YOUR INSTRUCTIONS –
The answer must consist of each line of the records below that contains the string "covered".
========
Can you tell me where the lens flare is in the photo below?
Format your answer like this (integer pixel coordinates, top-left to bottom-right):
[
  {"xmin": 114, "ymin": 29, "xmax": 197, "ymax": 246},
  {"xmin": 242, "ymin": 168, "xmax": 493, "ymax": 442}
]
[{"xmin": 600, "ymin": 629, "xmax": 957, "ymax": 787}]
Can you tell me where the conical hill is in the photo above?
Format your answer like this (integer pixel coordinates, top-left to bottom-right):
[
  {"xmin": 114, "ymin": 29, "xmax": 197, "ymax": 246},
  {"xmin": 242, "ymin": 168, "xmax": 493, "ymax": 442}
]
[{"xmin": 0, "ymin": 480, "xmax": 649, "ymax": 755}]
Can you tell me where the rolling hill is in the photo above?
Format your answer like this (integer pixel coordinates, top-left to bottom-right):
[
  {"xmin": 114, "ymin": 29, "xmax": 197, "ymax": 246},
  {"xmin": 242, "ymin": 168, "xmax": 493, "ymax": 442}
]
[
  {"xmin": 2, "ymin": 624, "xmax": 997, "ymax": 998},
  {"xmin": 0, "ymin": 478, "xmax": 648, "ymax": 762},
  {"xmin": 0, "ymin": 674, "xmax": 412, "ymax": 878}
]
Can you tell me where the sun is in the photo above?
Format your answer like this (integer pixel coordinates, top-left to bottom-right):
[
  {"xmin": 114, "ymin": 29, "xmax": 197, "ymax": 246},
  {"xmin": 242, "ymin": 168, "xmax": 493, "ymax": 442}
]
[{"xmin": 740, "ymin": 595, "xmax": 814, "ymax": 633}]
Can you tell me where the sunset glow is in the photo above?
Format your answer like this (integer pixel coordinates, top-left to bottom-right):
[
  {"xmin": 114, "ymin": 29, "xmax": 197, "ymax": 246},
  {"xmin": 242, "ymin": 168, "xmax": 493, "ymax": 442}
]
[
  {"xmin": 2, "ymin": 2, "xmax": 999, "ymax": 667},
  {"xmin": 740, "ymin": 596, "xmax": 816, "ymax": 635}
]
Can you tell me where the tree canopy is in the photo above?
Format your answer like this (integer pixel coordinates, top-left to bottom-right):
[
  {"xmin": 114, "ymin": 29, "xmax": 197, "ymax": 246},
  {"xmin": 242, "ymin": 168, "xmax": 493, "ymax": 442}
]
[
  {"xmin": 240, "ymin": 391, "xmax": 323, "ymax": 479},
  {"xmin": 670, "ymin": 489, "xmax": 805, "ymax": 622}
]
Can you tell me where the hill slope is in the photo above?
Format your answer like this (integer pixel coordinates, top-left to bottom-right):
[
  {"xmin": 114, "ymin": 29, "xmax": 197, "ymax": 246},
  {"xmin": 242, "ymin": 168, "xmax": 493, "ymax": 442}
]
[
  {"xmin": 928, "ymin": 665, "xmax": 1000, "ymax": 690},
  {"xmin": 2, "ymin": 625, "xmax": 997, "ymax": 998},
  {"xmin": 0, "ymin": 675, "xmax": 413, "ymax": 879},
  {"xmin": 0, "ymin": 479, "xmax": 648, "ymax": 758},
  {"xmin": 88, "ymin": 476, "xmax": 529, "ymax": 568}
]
========
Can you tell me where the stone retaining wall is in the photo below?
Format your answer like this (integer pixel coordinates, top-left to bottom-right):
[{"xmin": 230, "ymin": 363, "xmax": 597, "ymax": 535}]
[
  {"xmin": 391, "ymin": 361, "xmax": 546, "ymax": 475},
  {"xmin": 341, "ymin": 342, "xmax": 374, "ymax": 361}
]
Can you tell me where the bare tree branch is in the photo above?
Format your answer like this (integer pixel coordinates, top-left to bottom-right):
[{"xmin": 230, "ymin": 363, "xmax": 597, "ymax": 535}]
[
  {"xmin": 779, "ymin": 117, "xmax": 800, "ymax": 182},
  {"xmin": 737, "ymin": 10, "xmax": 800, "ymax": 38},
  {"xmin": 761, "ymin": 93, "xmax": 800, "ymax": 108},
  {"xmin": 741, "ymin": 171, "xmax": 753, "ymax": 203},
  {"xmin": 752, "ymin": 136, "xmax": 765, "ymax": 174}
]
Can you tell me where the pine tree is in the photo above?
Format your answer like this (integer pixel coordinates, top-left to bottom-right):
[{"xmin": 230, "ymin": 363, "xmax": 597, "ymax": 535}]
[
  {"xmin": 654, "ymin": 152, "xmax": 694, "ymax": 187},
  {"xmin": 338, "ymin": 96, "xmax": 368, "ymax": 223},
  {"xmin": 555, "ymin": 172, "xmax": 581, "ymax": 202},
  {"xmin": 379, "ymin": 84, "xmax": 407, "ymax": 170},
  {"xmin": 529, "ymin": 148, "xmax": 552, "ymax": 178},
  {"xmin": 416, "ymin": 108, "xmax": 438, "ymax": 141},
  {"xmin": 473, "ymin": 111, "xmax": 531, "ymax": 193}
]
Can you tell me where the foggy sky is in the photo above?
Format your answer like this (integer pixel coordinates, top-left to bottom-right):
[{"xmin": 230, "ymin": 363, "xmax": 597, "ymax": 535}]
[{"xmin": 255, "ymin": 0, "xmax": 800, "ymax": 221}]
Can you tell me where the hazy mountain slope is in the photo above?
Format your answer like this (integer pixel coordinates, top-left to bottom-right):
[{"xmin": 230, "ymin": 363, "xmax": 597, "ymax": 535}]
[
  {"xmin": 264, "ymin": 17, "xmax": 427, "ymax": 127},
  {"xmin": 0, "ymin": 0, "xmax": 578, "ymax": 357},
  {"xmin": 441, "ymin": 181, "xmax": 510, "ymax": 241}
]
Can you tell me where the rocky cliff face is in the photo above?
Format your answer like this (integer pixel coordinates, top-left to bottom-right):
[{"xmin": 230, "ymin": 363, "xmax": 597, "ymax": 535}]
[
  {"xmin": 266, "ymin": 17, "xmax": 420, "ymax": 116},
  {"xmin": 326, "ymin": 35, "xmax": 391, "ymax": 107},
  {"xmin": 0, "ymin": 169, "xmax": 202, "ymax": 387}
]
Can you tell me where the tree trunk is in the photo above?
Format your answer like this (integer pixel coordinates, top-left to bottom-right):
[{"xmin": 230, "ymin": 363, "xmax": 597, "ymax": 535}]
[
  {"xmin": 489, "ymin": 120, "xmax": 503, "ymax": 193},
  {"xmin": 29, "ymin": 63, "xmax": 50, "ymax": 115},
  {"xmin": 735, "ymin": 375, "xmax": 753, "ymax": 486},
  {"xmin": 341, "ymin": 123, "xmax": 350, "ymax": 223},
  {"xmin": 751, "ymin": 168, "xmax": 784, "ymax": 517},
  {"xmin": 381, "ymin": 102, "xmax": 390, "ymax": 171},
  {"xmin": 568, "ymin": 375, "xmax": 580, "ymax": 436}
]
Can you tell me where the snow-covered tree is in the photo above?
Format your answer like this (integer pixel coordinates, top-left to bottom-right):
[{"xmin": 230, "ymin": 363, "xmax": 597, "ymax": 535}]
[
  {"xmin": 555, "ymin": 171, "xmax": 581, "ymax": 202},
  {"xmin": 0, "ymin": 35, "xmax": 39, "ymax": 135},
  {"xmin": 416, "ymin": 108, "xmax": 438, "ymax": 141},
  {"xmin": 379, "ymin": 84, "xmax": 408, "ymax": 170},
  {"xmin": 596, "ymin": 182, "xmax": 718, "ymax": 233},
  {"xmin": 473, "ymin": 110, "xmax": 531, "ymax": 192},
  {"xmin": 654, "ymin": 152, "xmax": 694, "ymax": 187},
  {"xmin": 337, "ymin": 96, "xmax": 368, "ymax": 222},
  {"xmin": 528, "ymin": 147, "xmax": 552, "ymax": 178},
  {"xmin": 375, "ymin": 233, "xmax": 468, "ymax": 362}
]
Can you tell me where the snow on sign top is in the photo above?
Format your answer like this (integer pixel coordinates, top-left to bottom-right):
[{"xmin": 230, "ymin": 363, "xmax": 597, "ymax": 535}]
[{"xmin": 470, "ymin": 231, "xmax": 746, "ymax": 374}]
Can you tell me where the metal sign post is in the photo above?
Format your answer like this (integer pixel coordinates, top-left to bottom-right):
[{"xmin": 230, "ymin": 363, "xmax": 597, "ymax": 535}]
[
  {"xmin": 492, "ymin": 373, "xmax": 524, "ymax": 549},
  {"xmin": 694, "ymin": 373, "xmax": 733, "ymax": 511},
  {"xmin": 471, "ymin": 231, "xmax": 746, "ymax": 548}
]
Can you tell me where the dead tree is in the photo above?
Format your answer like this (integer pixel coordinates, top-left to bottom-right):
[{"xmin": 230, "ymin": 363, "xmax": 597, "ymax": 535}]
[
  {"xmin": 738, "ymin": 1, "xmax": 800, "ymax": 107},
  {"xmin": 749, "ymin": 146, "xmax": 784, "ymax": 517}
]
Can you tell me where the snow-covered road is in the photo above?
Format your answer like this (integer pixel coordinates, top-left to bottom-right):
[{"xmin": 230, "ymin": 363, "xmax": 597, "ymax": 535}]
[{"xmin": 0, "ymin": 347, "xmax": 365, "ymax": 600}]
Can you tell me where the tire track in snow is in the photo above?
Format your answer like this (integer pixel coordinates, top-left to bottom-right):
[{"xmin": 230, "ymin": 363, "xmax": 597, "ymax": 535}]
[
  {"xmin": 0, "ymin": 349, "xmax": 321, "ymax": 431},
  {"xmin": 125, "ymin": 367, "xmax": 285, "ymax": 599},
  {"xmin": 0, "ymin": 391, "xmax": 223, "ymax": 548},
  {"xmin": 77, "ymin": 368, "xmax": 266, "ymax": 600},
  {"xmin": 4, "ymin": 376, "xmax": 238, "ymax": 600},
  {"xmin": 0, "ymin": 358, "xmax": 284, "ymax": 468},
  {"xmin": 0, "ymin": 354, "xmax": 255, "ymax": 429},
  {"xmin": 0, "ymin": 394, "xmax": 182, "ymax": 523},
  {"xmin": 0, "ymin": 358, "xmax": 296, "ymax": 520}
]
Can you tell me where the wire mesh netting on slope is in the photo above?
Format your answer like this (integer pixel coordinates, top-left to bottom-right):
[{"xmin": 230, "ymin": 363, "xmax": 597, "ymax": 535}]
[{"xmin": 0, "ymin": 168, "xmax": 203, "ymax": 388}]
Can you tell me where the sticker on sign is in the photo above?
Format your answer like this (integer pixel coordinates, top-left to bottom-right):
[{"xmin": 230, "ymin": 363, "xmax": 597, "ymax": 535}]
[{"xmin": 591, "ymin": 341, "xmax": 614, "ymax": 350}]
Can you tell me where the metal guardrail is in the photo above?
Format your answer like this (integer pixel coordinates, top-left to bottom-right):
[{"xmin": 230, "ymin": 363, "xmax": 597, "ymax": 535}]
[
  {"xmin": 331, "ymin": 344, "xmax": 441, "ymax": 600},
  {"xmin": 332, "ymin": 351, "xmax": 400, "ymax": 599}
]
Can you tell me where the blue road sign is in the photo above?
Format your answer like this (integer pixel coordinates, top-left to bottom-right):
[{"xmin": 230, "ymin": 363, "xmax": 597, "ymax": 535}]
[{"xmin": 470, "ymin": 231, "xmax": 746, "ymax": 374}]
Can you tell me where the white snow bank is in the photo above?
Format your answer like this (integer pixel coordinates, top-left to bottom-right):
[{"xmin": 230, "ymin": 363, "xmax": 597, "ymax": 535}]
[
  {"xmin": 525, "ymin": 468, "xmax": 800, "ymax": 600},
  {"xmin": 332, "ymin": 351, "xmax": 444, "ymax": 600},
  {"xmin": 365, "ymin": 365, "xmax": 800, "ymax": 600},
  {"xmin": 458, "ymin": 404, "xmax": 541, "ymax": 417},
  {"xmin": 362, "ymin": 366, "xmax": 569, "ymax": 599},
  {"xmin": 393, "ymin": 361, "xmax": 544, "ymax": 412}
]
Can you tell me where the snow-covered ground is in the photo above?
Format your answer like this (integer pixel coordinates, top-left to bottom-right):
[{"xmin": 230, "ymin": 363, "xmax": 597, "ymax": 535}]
========
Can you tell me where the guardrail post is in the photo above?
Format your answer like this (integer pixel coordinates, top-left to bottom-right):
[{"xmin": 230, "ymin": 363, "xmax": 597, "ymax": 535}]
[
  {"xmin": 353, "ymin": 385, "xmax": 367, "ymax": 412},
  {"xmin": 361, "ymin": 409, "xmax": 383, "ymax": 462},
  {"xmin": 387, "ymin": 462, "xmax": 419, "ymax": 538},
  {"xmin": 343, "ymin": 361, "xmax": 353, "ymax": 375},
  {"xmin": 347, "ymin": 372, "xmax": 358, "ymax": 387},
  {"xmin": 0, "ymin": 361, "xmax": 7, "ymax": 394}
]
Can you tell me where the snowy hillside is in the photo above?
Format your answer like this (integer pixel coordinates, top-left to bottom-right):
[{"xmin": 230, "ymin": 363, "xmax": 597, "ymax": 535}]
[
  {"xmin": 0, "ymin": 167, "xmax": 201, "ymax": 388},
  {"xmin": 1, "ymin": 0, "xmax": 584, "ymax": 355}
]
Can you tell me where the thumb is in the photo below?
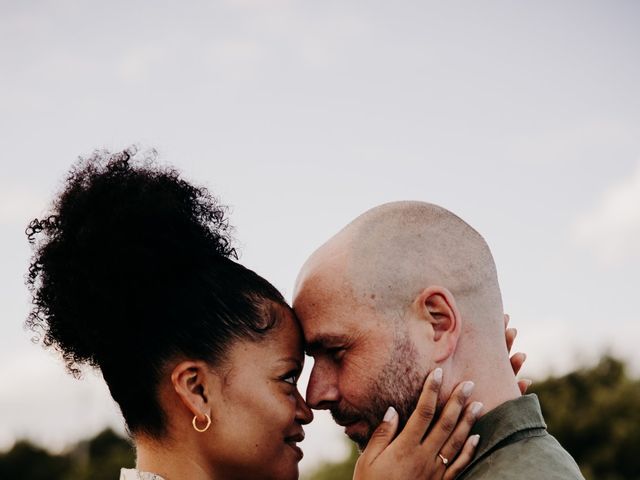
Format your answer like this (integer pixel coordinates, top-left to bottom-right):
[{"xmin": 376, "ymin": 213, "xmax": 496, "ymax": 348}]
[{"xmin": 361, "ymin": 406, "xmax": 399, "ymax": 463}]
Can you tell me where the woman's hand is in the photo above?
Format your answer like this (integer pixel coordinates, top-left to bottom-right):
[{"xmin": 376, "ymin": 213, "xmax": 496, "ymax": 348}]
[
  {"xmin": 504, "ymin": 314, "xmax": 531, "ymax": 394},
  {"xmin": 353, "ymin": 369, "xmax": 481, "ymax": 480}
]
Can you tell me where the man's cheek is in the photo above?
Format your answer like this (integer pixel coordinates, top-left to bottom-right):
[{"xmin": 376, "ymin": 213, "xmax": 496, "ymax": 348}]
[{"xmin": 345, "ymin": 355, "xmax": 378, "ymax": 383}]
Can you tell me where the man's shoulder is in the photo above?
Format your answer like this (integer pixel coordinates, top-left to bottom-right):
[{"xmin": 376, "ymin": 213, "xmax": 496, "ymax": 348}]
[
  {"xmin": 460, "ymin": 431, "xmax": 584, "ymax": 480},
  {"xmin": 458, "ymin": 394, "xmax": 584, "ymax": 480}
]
========
COMPLETED EXERCISE –
Can you tell me where the snow-covered tree is in the photo above?
Can you tell me where the snow-covered road is in the photo above?
Can you tell me where the snow-covered ground is in the photo above?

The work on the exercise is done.